### PROMPT
According to the strabismus text, what condition does early treatment of strabismus in children help avoid?

Strabismus

Ocular deviation

What is strabismus?

Strabismus is a misalignment of the eyes; hence they do not look at the same object at the same time.

This misalignment can be permanent or temporary and the eyes can point in any direction: inward, outward, upward or downward. In children, it must be treated in early stages in order to avoid amblyopia or lazy eye, in which the brain ignores the image which the deviated eye sends, resulting in irreversible visual impairment of this eye.

Normal eyes without strabismus

What causes it?

It can be caused by any of the following:

  • Genetic inheritance.
  • Lack of muscle coordination, debilitated muscles or abnormal nervous impulses sent to eye muscles.
  • Eye muscles’ disorders due to impaired vision, infections, tumours or traumatisms.
  • Thyroid gland disorders.

Other disorders which are linked to strabismus are:

  • Apert syndrome.
  • Cerebral palsy.
  • Congenital rubella.
  • Hemangioma around the eye.
  • Incontinentia pigmenti (pigment incontinence) syndrome.
  • Noonan syndrome.
  • Prader-Willi syndrome.
  • Retinopathy of prematurity.

Strabismus classification

  1. According to direction of the deviation.

Dataset entries:
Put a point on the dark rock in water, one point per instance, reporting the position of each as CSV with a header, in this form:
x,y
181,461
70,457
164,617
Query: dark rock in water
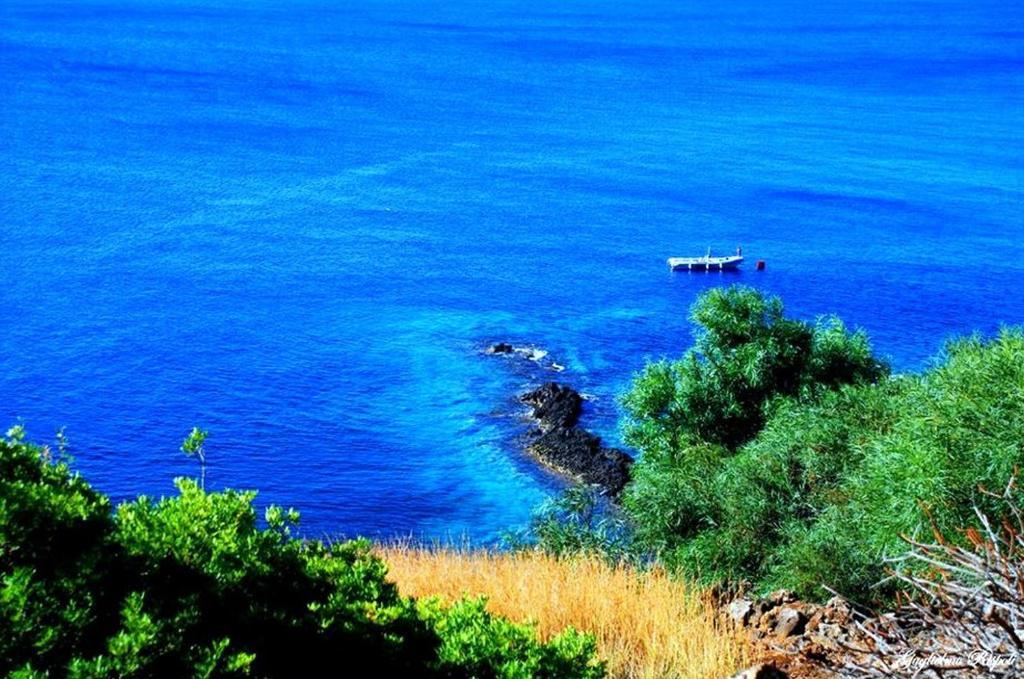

### SOLUTION TO THIS PROBLEM
Amblyopia, or lazy eye.